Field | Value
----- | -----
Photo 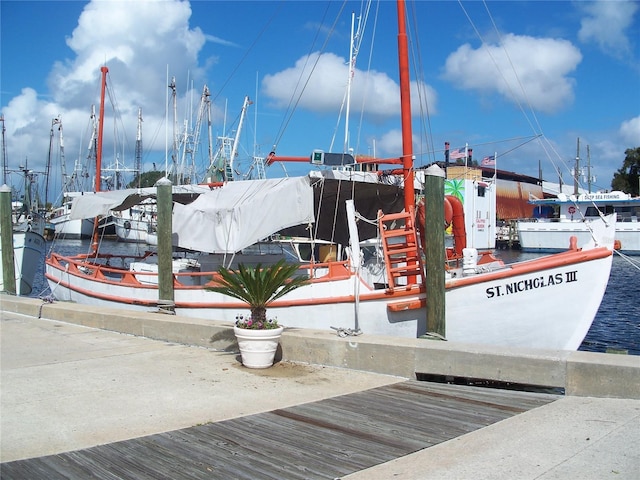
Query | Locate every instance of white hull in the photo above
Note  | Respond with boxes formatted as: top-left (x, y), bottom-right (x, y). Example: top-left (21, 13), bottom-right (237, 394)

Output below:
top-left (113, 215), bottom-right (157, 245)
top-left (46, 245), bottom-right (613, 350)
top-left (520, 190), bottom-right (640, 255)
top-left (49, 196), bottom-right (96, 239)
top-left (518, 219), bottom-right (639, 255)
top-left (43, 10), bottom-right (616, 354)
top-left (1, 230), bottom-right (46, 295)
top-left (49, 214), bottom-right (94, 239)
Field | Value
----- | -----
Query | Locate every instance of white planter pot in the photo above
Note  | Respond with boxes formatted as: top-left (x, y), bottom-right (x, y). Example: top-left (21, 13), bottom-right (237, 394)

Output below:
top-left (233, 325), bottom-right (284, 369)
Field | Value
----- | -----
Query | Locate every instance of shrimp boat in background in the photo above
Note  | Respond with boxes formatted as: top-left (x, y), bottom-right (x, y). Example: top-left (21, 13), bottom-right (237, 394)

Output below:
top-left (1, 116), bottom-right (47, 295)
top-left (112, 200), bottom-right (158, 245)
top-left (0, 174), bottom-right (47, 296)
top-left (45, 1), bottom-right (615, 351)
top-left (517, 190), bottom-right (640, 255)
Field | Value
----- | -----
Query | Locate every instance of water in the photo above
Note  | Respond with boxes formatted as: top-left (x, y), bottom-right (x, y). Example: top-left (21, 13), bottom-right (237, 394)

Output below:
top-left (496, 249), bottom-right (640, 355)
top-left (32, 239), bottom-right (640, 355)
top-left (580, 254), bottom-right (640, 355)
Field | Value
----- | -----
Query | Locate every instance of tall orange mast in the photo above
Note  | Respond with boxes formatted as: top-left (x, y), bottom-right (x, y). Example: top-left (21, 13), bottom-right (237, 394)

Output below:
top-left (397, 0), bottom-right (415, 213)
top-left (91, 65), bottom-right (108, 253)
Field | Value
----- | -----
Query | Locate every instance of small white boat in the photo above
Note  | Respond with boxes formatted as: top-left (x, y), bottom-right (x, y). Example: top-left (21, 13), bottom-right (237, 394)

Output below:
top-left (517, 191), bottom-right (640, 255)
top-left (0, 178), bottom-right (46, 296)
top-left (112, 200), bottom-right (158, 245)
top-left (48, 193), bottom-right (96, 239)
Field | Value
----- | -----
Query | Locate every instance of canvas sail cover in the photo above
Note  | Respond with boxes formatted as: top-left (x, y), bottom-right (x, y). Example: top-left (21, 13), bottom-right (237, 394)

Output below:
top-left (69, 184), bottom-right (210, 219)
top-left (172, 176), bottom-right (315, 253)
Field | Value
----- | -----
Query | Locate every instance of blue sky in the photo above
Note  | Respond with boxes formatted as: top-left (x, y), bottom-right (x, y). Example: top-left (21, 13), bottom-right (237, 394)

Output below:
top-left (1, 0), bottom-right (639, 203)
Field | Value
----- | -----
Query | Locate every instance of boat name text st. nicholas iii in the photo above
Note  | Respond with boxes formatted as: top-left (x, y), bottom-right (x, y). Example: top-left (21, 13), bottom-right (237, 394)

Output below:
top-left (485, 270), bottom-right (578, 298)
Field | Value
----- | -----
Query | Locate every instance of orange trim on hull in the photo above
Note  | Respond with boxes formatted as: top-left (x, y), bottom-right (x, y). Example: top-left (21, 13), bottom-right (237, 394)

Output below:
top-left (387, 299), bottom-right (425, 312)
top-left (447, 247), bottom-right (612, 288)
top-left (44, 266), bottom-right (424, 310)
top-left (44, 272), bottom-right (157, 307)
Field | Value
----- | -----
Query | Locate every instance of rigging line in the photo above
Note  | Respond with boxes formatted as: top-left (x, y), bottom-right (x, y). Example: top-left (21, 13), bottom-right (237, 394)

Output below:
top-left (457, 1), bottom-right (542, 138)
top-left (312, 176), bottom-right (326, 242)
top-left (613, 249), bottom-right (640, 270)
top-left (478, 0), bottom-right (587, 191)
top-left (331, 0), bottom-right (372, 154)
top-left (329, 178), bottom-right (344, 246)
top-left (407, 0), bottom-right (436, 168)
top-left (210, 2), bottom-right (283, 104)
top-left (329, 87), bottom-right (349, 153)
top-left (481, 0), bottom-right (548, 141)
top-left (345, 0), bottom-right (372, 154)
top-left (497, 134), bottom-right (543, 157)
top-left (104, 73), bottom-right (132, 165)
top-left (272, 2), bottom-right (334, 149)
top-left (447, 134), bottom-right (540, 151)
top-left (460, 2), bottom-right (583, 191)
top-left (353, 0), bottom-right (380, 159)
top-left (271, 1), bottom-right (348, 151)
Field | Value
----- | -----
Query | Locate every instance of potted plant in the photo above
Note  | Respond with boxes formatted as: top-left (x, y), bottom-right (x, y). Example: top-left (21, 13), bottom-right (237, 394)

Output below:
top-left (209, 259), bottom-right (309, 368)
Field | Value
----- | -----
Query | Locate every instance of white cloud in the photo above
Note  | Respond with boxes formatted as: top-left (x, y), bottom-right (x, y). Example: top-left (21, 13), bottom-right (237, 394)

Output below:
top-left (577, 1), bottom-right (638, 58)
top-left (374, 129), bottom-right (403, 158)
top-left (442, 33), bottom-right (582, 114)
top-left (619, 116), bottom-right (640, 146)
top-left (262, 51), bottom-right (437, 121)
top-left (2, 0), bottom-right (221, 197)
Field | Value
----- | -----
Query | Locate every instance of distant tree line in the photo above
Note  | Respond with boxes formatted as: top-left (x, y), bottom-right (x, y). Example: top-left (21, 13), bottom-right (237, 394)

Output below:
top-left (611, 147), bottom-right (639, 196)
top-left (126, 170), bottom-right (165, 189)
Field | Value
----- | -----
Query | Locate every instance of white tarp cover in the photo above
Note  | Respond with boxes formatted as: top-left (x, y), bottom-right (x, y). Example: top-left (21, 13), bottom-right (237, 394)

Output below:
top-left (69, 184), bottom-right (210, 219)
top-left (172, 176), bottom-right (314, 253)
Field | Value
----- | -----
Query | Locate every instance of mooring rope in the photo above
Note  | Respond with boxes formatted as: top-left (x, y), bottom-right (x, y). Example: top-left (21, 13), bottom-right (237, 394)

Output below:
top-left (37, 295), bottom-right (55, 319)
top-left (331, 326), bottom-right (363, 337)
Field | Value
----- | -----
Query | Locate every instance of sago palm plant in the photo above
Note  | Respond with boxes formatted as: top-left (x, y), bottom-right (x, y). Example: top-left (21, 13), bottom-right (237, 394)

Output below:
top-left (208, 260), bottom-right (309, 328)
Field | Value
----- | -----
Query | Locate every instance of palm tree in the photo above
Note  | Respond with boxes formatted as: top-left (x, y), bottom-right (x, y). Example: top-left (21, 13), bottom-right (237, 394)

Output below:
top-left (208, 260), bottom-right (309, 327)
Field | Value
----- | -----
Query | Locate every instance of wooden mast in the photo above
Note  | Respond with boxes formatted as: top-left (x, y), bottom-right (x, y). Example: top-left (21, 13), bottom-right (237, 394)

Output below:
top-left (396, 0), bottom-right (414, 213)
top-left (396, 0), bottom-right (417, 286)
top-left (91, 66), bottom-right (108, 253)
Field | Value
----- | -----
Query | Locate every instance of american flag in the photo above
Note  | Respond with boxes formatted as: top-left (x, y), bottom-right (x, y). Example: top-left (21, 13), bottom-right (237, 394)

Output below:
top-left (449, 148), bottom-right (467, 160)
top-left (481, 155), bottom-right (496, 166)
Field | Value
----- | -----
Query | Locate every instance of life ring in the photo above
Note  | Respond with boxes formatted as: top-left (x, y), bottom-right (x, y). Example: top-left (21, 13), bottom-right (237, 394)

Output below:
top-left (416, 195), bottom-right (467, 259)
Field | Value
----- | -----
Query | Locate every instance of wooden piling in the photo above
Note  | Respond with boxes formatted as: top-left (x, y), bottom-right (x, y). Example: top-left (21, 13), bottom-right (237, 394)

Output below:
top-left (0, 184), bottom-right (16, 294)
top-left (156, 178), bottom-right (174, 313)
top-left (424, 165), bottom-right (446, 338)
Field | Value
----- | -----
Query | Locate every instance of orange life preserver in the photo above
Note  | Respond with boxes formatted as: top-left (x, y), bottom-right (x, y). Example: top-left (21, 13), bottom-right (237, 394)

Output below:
top-left (416, 195), bottom-right (467, 259)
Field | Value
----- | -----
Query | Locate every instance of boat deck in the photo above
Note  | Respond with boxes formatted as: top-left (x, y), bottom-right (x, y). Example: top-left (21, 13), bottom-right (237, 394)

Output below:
top-left (1, 380), bottom-right (558, 480)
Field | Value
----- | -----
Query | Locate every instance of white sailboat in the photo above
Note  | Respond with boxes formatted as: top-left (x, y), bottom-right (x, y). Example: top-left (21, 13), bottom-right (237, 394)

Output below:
top-left (46, 115), bottom-right (97, 239)
top-left (1, 117), bottom-right (47, 295)
top-left (45, 3), bottom-right (615, 351)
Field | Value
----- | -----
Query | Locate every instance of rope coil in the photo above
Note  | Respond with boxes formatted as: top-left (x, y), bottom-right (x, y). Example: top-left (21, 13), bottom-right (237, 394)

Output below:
top-left (331, 326), bottom-right (363, 337)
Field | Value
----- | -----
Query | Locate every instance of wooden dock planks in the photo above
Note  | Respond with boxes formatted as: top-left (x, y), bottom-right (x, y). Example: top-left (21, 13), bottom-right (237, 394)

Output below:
top-left (1, 381), bottom-right (558, 480)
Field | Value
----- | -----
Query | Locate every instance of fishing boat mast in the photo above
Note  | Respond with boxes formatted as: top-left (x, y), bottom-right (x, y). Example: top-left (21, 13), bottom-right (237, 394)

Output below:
top-left (91, 65), bottom-right (108, 252)
top-left (1, 115), bottom-right (7, 185)
top-left (135, 107), bottom-right (143, 188)
top-left (397, 0), bottom-right (415, 213)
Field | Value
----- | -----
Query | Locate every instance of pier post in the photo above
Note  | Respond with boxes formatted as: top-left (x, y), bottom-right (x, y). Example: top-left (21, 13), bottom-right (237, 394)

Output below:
top-left (424, 165), bottom-right (446, 338)
top-left (156, 178), bottom-right (174, 313)
top-left (0, 184), bottom-right (16, 294)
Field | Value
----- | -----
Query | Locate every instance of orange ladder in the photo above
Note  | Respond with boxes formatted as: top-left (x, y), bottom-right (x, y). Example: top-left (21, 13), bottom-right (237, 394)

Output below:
top-left (378, 207), bottom-right (424, 292)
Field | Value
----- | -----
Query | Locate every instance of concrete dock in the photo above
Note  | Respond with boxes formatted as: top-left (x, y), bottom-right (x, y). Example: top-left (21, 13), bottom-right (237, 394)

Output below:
top-left (1, 295), bottom-right (639, 478)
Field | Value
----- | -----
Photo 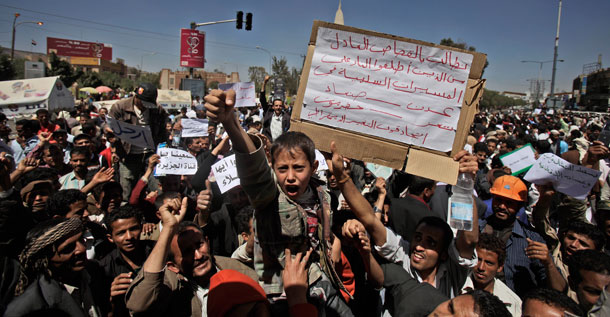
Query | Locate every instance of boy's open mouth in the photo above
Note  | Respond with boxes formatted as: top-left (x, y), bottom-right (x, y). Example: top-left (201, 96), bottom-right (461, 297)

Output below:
top-left (285, 185), bottom-right (300, 195)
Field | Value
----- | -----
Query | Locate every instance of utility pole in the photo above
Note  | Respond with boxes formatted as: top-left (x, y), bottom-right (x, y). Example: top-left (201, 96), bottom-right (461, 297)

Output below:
top-left (549, 0), bottom-right (562, 109)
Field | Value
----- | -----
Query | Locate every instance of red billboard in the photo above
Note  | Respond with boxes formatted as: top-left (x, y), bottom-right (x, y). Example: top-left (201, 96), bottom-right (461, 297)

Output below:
top-left (180, 29), bottom-right (205, 68)
top-left (47, 37), bottom-right (112, 61)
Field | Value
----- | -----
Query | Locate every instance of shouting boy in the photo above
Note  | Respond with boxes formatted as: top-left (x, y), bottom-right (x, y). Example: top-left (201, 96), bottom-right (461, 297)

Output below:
top-left (205, 90), bottom-right (351, 315)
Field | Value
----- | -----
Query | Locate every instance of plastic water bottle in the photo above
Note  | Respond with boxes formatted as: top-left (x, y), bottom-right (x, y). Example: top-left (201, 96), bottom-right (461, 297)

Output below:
top-left (450, 173), bottom-right (474, 231)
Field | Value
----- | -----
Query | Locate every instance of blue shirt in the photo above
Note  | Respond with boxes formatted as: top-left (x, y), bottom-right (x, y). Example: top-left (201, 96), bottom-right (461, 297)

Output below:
top-left (10, 137), bottom-right (39, 164)
top-left (479, 217), bottom-right (547, 297)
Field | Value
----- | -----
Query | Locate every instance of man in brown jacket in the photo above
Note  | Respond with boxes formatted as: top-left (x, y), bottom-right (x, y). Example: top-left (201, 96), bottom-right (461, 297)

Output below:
top-left (109, 83), bottom-right (168, 200)
top-left (125, 196), bottom-right (257, 317)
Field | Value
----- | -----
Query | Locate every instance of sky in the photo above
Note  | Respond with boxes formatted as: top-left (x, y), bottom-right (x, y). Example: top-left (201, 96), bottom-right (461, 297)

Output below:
top-left (1, 0), bottom-right (608, 95)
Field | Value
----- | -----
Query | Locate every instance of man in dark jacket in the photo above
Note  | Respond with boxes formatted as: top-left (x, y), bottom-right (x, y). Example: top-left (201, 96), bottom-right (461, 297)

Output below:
top-left (260, 75), bottom-right (290, 142)
top-left (109, 83), bottom-right (168, 199)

# # # #

> [WHAT TO PRODUCE]
Copy, from the material above, each line in which the string "orange" occurs.

> [TASK SOLUTION]
Query | Locate every instance of tall orange mast in the photo above
Query | Locate every instance of orange trim on hull in the photo above
Query | Locate every instance of orange life preserver in the photo above
Query | Locate every instance of orange ladder in the photo above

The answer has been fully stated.